++++ Extracted data ++++

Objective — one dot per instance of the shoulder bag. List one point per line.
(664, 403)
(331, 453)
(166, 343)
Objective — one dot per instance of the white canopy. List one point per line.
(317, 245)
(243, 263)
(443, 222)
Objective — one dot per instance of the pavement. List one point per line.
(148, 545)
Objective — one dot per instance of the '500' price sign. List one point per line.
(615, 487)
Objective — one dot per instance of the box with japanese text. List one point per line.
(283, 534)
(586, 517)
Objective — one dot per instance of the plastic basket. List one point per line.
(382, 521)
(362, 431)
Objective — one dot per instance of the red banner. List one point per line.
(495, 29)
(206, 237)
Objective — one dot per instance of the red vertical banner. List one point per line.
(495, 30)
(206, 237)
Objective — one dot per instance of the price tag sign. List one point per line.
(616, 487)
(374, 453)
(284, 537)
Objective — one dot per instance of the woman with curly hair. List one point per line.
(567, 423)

++++

Exercise aim. Print each line above exactly as it stands.

Output of the task.
Objective — one dot per instance of the shoulder bag. List one point per line.
(664, 403)
(331, 453)
(166, 343)
Objective — one dot per instance of the white canopy. List one point per line.
(317, 245)
(243, 263)
(443, 222)
Objective — one dot per instance of the pavement. List one point per line.
(148, 545)
Objective — one dot per instance of the '500' price sign. List one point per line.
(615, 487)
Objective — one dot per instance of the box with japanese text. List one point per line.
(283, 534)
(586, 517)
Objective — one dot per instance of the plastic basket. List one point per line.
(382, 521)
(362, 431)
Objective — one dot per instance of the red banner. List one point per line.
(495, 29)
(206, 237)
Objective — one dot per instance of the red vertical banner. List one point per line.
(495, 30)
(206, 237)
Objective — one dot per instance of the price tag sign. List one point per line.
(616, 487)
(374, 453)
(284, 537)
Objective — one dot per instance of the woman with curly hair. List one point per line.
(567, 423)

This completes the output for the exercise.